SHORT PROBLEM A
In the mining commentary below, rewrite the passage from "Doing 500 tons" to "rusted out plant." with "shaking table" in place of "sluice box".

Except for the very most important part of the news release. I quote, “Novo wishes to advise that the company has recently been notified by Artemis that the Western Australian government's Department of Mines, Industry Regulation and Safety (DMIRS) has granted a 20,000-tonne excess tonnage permit for the extraction of a bulk sample from the Purdy's Reward tenement.”
I spent the entire night tossing and turning thinking about the problem. What would the Romans do if they couldn’t fall back on JORC? What would the Spanish do if they couldn’t translate 43-101 into Spanish so they would have someone to blame for not making money?
I know exactly what the Romans and Spanish would do. They would go down to Home Depot and buy 200-300 man portable crushing machines. They would round up some wetback labor and issue each of them one of the man portable crushing machines. They would crush the conglomerate that already comes to surface to ¼ inch minus and they would run it through a sluice box with some 65# expanded metal over miner’s moss.
I figure if Novo/Artemis hired a portable crushing machine and had someone spend two days building a nice man size sluice box they could be in production in a week for under $1 million for the yellow gear and plant. You would lose some gold but who gives a rat’s ass when you are doing 2 ounce plus material. Your all in costs would probably be in the $60 an ounce range.
Doing 500 tons a day (that’s 200 yards for those who think alluvial or placer mining) would take you 40 days to generate about $58 million USD or call it maybe $50 million profit all in split evenly between Artemis and Novo. If you got permits twice a year to do 20,000 tons each time you could justify the market cap of each stock even now and wouldn’t have to work very hard at all. You don’t need a big plant and while Artemis glosses over it, their Radio Hill plant is for sulfide ore, not nuggety gold. While they say they are putting in a gravity circuit, this gold is perfect for nothing more complicated than a sluice box. You don’t need a 30 year old rusted out plant.

SHORT PROBLEM B
Reproduce verbatim the records from the line with "Annotation guideline: for every instance of the cream" to the line with "<point>527,413</point>", both of those lines included.

RAW RECORDS
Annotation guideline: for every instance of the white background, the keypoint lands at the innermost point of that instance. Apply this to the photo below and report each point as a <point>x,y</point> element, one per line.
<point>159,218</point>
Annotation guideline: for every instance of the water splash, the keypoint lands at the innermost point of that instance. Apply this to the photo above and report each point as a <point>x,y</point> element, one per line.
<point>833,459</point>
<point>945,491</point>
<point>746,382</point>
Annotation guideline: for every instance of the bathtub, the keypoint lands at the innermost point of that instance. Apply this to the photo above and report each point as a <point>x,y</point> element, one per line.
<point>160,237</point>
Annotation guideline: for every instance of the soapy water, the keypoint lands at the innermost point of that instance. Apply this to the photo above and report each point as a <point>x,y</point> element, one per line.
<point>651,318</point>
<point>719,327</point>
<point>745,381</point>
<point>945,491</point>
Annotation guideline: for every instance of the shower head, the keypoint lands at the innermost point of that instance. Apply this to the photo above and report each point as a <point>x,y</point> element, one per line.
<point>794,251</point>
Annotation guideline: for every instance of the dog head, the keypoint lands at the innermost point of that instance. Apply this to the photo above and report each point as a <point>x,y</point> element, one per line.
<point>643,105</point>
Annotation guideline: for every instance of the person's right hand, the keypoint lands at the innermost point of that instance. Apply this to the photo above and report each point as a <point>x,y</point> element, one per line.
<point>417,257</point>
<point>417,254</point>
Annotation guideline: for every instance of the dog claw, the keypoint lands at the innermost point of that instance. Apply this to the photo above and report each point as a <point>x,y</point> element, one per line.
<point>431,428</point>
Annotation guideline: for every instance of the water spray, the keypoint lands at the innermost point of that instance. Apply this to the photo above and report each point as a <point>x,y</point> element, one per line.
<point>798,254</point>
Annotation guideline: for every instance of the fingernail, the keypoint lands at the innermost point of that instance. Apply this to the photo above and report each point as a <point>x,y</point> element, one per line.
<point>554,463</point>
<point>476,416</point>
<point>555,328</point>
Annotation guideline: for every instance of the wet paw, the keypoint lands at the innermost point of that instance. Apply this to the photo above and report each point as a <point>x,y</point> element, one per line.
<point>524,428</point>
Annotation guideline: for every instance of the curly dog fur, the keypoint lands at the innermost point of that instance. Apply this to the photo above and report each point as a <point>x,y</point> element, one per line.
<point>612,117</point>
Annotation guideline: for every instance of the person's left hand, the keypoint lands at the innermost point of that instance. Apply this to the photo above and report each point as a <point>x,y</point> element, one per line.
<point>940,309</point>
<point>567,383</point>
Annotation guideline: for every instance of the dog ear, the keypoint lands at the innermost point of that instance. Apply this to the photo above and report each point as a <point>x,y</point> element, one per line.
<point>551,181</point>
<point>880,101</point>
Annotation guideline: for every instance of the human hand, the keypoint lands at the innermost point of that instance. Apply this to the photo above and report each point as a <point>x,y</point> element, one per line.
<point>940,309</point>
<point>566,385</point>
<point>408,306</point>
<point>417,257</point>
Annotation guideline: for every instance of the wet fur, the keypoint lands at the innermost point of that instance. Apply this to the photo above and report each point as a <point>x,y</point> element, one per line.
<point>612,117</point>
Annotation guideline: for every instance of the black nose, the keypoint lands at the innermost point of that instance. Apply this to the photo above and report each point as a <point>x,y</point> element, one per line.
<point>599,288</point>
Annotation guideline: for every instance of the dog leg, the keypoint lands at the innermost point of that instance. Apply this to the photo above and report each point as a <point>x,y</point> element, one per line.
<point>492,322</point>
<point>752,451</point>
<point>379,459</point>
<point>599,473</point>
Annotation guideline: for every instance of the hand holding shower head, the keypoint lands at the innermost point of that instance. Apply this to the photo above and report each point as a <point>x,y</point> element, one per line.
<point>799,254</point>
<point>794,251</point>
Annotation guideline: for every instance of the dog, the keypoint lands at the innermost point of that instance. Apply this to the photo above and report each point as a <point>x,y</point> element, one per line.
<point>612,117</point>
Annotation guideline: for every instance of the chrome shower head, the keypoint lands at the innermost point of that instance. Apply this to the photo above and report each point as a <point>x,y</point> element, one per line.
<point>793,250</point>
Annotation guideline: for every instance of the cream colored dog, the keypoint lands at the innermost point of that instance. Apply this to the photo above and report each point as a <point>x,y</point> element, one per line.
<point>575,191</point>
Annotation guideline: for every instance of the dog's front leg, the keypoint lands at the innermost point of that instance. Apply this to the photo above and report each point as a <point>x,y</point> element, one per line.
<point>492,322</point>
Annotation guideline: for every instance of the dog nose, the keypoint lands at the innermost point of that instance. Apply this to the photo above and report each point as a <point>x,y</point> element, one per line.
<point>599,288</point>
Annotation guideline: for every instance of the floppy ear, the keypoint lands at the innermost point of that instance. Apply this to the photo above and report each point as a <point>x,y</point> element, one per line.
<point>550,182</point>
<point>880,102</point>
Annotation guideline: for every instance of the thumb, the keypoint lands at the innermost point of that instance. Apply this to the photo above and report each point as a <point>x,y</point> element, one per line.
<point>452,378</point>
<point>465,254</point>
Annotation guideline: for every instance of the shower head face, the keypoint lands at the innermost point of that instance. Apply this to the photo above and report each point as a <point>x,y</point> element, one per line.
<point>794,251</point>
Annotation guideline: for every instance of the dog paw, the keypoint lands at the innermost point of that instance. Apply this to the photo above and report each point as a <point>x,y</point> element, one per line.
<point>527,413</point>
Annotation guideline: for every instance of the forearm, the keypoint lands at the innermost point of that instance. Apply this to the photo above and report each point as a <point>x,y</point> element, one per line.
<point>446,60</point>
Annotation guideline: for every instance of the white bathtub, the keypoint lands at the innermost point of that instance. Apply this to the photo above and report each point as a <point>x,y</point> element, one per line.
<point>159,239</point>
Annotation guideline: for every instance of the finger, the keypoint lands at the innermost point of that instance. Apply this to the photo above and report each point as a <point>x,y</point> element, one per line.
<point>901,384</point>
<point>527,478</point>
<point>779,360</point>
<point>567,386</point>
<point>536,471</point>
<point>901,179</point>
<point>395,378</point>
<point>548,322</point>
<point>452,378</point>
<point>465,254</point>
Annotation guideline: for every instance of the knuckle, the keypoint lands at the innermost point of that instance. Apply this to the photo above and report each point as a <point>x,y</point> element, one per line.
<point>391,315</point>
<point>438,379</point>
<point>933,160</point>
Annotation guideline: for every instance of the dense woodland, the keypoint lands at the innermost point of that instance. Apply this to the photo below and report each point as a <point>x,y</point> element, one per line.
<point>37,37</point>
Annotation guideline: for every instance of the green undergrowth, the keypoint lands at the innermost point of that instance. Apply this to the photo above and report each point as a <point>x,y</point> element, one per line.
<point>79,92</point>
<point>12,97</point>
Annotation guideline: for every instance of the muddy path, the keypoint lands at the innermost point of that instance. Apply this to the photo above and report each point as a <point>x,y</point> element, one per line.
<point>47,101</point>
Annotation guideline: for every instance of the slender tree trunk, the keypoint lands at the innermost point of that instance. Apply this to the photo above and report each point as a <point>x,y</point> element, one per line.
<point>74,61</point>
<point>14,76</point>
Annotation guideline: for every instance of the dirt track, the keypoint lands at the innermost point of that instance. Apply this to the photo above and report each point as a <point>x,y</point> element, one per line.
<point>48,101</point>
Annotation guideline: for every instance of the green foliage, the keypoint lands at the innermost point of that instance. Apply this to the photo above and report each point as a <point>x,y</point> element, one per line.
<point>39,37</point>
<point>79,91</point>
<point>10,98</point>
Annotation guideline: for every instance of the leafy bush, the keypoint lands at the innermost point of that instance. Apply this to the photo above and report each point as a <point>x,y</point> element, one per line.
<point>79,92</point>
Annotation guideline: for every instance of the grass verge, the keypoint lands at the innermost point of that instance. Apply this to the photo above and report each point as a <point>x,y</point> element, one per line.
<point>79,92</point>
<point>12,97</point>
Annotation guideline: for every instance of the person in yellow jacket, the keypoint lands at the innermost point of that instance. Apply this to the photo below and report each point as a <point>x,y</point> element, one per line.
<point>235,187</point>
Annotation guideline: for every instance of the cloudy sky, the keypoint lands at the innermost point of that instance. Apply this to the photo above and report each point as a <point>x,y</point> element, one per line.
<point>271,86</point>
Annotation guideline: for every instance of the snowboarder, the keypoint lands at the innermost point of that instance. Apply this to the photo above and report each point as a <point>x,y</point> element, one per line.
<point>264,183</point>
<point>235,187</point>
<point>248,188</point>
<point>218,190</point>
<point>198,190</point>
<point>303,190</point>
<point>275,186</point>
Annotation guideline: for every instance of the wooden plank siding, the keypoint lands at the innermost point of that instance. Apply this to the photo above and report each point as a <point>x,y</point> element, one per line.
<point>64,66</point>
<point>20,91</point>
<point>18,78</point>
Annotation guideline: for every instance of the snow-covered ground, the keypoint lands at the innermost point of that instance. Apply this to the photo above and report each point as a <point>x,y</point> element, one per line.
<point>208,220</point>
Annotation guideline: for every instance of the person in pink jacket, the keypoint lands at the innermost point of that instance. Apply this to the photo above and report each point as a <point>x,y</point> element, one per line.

EXERCISE RESPONSE A
Doing 500 tons a day (that’s 200 yards for those who think alluvial or placer mining) would take you 40 days to generate about $58 million USD or call it maybe $50 million profit all in split evenly between Artemis and Novo. If you got permits twice a year to do 20,000 tons each time you could justify the market cap of each stock even now and wouldn’t have to work very hard at all. You don’t need a big plant and while Artemis glosses over it, their Radio Hill plant is for sulfide ore, not nuggety gold. While they say they are putting in a gravity circuit, this gold is perfect for nothing more complicated than a shaking table. You don’t need a 30 year old rusted out plant.

EXERCISE RESPONSE B
Annotation guideline: for every instance of the cream colored dog, the keypoint lands at the innermost point of that instance. Apply this to the photo above and report each point as a <point>x,y</point> element, one per line.
<point>575,191</point>
Annotation guideline: for every instance of the dog's front leg, the keypoint lands at the innermost point of that instance. Apply this to the photo above and report each point as a <point>x,y</point> element, one per line.
<point>492,322</point>
Annotation guideline: for every instance of the dog nose, the keypoint lands at the innermost point of that instance. Apply this to the photo above and report each point as a <point>x,y</point> element, one per line.
<point>599,288</point>
Annotation guideline: for every instance of the floppy ear, the keypoint lands at the innermost point of that instance. Apply this to the photo above and report each point as a <point>x,y</point> element, one per line.
<point>550,182</point>
<point>880,102</point>
Annotation guideline: for every instance of the thumb, the keypoint lands at the innermost point of that instance. Apply this to the photo above and report each point as a <point>x,y</point> element, one per line.
<point>452,378</point>
<point>465,254</point>
Annotation guideline: for every instance of the shower head face, the keypoint lands at the innermost point of that instance. Apply this to the photo above and report each point as a <point>x,y</point> element, one per line.
<point>794,251</point>
Annotation guideline: for every instance of the dog paw, the keypoint lands at the innermost point of that instance. Apply this to the photo above and report each point as a <point>x,y</point> element, one per line.
<point>527,413</point>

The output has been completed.